▶ TASK
Below are records that hold pictures; write out only the lines from their start through the line with "positive clicks: (9, 37) (1, 25) (1, 35)", exactly, and drop the pictures.

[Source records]
┄┄┄┄┄┄┄┄┄┄

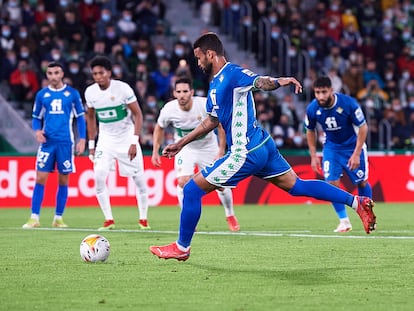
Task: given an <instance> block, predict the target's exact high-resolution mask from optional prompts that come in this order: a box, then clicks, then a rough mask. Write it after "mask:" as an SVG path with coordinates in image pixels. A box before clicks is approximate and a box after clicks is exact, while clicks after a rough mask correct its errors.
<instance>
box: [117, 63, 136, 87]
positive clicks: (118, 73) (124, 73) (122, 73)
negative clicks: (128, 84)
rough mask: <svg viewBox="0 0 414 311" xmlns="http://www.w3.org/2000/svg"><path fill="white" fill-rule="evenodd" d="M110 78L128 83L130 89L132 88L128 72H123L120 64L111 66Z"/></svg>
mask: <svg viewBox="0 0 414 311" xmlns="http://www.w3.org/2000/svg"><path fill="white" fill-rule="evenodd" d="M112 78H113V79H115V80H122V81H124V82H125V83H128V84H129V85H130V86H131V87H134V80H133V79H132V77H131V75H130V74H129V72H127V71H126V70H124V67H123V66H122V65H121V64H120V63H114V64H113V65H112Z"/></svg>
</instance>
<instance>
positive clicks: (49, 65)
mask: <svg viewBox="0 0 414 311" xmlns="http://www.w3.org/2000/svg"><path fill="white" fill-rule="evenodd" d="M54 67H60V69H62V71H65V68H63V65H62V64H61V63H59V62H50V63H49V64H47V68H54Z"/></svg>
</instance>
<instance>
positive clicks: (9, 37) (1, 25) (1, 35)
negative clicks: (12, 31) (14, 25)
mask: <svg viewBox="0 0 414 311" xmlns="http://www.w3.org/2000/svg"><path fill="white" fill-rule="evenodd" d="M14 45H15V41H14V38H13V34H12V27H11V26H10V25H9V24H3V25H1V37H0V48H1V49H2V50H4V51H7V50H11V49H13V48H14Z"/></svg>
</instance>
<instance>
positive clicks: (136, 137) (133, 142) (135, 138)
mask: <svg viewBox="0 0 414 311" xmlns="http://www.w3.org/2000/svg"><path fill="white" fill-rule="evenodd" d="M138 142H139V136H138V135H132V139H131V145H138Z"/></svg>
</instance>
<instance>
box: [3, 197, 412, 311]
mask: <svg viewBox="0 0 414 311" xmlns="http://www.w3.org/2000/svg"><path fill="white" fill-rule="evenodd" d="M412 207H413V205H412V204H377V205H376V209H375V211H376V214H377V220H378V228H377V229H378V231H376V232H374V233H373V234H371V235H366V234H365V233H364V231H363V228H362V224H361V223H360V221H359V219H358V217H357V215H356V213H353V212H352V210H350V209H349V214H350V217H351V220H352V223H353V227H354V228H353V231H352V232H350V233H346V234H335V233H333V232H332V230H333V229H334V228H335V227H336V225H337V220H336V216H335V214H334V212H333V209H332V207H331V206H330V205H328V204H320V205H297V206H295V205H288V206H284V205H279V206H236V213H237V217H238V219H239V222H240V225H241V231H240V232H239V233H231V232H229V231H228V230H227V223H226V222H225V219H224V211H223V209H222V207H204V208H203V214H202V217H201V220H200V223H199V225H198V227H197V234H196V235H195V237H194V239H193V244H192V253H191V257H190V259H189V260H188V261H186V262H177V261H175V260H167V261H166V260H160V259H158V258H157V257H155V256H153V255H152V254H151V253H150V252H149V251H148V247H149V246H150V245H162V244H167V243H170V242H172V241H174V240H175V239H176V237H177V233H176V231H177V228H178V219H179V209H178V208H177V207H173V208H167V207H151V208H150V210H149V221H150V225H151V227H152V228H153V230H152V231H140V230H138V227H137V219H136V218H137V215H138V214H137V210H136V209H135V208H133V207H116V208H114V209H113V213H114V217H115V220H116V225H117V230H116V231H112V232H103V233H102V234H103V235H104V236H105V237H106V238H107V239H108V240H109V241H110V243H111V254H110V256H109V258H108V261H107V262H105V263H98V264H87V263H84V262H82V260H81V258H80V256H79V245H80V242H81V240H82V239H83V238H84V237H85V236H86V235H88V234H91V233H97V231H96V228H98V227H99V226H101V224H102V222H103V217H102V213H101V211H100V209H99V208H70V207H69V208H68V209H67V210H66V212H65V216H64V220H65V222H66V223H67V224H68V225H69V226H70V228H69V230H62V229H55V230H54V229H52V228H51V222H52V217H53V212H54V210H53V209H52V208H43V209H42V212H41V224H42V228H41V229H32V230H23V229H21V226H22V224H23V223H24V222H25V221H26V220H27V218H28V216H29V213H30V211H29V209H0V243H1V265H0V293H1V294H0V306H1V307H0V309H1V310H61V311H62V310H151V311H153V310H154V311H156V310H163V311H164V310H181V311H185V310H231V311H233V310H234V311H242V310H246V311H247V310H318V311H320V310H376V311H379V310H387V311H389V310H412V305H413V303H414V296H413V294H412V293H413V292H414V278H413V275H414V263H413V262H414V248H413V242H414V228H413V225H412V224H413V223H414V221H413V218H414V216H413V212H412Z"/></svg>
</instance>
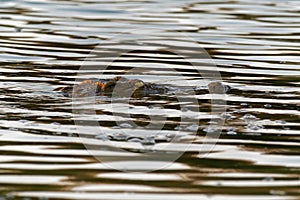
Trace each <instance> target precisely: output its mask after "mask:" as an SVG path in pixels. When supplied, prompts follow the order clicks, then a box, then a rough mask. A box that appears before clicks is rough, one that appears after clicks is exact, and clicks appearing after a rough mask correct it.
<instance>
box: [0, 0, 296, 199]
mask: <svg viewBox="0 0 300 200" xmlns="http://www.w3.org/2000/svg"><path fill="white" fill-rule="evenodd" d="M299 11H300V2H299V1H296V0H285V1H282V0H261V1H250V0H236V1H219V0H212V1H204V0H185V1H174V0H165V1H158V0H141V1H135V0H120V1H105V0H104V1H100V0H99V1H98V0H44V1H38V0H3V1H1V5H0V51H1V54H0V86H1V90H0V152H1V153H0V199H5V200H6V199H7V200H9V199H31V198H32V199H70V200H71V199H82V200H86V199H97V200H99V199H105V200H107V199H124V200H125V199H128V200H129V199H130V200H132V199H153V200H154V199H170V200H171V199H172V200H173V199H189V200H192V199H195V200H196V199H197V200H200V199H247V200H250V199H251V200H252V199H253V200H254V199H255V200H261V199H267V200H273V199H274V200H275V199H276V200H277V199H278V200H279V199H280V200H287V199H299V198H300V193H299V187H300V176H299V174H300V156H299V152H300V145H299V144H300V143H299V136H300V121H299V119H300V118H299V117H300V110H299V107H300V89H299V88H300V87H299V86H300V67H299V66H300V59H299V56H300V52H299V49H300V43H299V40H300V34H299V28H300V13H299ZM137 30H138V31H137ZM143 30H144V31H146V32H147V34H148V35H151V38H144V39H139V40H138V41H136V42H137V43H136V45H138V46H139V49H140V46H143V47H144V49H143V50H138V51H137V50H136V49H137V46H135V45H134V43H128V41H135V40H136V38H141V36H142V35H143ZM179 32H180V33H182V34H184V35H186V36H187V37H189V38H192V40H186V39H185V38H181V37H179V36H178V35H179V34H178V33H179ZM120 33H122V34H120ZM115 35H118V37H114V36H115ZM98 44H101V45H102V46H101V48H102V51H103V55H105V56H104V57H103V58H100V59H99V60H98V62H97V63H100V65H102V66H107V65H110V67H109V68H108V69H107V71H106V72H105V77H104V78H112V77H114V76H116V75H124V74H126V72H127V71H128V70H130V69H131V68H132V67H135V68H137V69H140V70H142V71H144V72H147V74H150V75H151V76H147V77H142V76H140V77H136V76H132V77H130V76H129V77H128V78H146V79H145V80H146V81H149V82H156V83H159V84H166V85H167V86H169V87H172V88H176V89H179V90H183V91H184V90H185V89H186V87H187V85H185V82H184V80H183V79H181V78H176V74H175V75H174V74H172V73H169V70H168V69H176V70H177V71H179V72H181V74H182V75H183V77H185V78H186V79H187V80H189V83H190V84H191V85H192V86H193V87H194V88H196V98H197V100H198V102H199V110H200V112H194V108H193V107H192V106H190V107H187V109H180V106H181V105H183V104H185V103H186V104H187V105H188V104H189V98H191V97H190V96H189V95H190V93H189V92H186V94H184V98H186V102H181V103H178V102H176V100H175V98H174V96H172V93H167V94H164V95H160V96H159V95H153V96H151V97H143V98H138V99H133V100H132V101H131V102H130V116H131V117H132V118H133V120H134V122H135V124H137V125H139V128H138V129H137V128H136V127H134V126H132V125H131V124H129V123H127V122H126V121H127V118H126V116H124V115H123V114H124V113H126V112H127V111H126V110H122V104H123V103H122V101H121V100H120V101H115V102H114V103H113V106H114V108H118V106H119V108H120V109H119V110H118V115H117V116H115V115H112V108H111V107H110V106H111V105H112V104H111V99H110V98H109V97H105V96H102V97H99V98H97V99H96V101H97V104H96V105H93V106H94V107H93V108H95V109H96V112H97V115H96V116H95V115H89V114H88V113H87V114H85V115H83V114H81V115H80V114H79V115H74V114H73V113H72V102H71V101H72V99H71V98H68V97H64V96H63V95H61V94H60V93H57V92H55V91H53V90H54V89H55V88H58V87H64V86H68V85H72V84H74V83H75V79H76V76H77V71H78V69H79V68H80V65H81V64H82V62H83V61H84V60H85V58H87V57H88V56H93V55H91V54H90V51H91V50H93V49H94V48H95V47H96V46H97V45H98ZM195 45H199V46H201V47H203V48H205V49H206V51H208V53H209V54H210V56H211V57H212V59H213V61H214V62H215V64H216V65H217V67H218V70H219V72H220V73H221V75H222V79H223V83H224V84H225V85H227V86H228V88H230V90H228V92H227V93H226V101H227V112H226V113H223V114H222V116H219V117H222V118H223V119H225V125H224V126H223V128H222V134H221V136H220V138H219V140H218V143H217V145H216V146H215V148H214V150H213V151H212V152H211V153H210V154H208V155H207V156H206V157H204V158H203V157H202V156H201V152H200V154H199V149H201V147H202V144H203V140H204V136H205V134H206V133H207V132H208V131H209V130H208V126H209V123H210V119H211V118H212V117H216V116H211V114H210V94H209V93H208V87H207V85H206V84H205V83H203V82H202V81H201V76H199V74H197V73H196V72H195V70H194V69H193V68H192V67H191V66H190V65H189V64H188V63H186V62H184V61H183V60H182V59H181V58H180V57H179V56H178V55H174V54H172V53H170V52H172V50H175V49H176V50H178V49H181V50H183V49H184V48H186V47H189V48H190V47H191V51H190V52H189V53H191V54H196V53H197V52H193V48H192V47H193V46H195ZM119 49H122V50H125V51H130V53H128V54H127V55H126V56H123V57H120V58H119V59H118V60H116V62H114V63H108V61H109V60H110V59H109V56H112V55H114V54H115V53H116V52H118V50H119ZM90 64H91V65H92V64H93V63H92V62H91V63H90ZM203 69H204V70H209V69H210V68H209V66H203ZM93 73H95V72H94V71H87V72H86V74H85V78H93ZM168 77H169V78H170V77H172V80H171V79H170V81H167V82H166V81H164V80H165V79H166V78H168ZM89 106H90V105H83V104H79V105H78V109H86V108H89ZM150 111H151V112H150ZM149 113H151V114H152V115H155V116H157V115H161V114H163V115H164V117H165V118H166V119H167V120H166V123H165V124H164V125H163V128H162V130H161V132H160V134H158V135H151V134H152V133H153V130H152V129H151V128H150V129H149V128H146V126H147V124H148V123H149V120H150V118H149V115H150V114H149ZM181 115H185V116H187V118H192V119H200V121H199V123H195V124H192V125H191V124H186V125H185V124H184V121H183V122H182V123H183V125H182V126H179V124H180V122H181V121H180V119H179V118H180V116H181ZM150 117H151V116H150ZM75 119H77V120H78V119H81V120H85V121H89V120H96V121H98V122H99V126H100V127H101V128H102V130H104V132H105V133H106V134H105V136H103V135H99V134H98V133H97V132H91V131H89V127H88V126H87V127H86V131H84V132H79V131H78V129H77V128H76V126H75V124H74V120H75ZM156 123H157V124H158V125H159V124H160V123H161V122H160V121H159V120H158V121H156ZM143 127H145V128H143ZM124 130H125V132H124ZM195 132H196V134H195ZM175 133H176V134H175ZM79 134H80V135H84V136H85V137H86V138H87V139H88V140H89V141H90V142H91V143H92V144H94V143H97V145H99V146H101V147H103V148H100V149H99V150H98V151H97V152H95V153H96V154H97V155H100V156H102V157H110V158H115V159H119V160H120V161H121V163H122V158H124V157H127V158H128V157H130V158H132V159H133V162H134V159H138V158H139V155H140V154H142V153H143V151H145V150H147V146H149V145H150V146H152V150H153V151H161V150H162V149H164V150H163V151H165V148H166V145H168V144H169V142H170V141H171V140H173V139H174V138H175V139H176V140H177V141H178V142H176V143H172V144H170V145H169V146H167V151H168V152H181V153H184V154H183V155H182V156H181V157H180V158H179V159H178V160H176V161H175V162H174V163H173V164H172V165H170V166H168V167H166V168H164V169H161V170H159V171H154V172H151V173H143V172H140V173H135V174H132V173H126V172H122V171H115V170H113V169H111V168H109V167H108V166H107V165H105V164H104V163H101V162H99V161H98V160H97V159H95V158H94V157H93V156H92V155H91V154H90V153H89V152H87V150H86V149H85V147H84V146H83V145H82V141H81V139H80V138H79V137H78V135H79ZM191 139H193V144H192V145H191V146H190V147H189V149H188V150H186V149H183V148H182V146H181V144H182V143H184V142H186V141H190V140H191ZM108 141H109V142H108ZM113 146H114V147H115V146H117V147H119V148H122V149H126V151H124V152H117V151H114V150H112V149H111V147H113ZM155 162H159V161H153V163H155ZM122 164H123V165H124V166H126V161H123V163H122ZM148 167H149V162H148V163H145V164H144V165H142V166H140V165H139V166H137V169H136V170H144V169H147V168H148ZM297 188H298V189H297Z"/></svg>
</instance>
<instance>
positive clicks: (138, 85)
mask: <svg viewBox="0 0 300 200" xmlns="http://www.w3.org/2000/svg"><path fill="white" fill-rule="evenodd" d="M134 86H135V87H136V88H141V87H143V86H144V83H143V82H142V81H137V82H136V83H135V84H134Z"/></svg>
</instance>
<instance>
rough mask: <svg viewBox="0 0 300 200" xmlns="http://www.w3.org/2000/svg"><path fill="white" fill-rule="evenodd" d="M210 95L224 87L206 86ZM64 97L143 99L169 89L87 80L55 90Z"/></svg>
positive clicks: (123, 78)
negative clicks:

┄┄┄┄┄┄┄┄┄┄

▶ RESPONSE
Task: given an <instance> block, predict the target's exact high-resolution mask from optional prompts that come in this order: a box, then clicks, then a rough mask. Write it after "mask:" as an SVG path with coordinates in image pixels. A box before clicks is approximate and a box after clicks is exact, while clicks after a rough mask correct its errors.
<instance>
box: [117, 63, 136, 87]
positive clicks: (118, 73) (124, 73) (122, 73)
negative clicks: (128, 84)
rough mask: <svg viewBox="0 0 414 311" xmlns="http://www.w3.org/2000/svg"><path fill="white" fill-rule="evenodd" d="M110 78L128 83L130 89L132 88L128 72H123L120 64L111 66Z"/></svg>
mask: <svg viewBox="0 0 414 311" xmlns="http://www.w3.org/2000/svg"><path fill="white" fill-rule="evenodd" d="M112 78H113V79H115V80H122V81H124V82H125V83H128V84H129V85H130V86H131V87H134V80H133V79H132V77H131V75H130V74H129V72H127V71H126V70H124V67H123V66H122V65H121V64H120V63H114V64H113V65H112Z"/></svg>
</instance>
<instance>
positive clicks: (49, 65)
mask: <svg viewBox="0 0 414 311" xmlns="http://www.w3.org/2000/svg"><path fill="white" fill-rule="evenodd" d="M54 67H60V69H62V71H65V68H63V65H62V64H61V63H59V62H50V63H49V64H47V68H54Z"/></svg>
</instance>
<instance>
positive clicks: (9, 37) (1, 25) (1, 35)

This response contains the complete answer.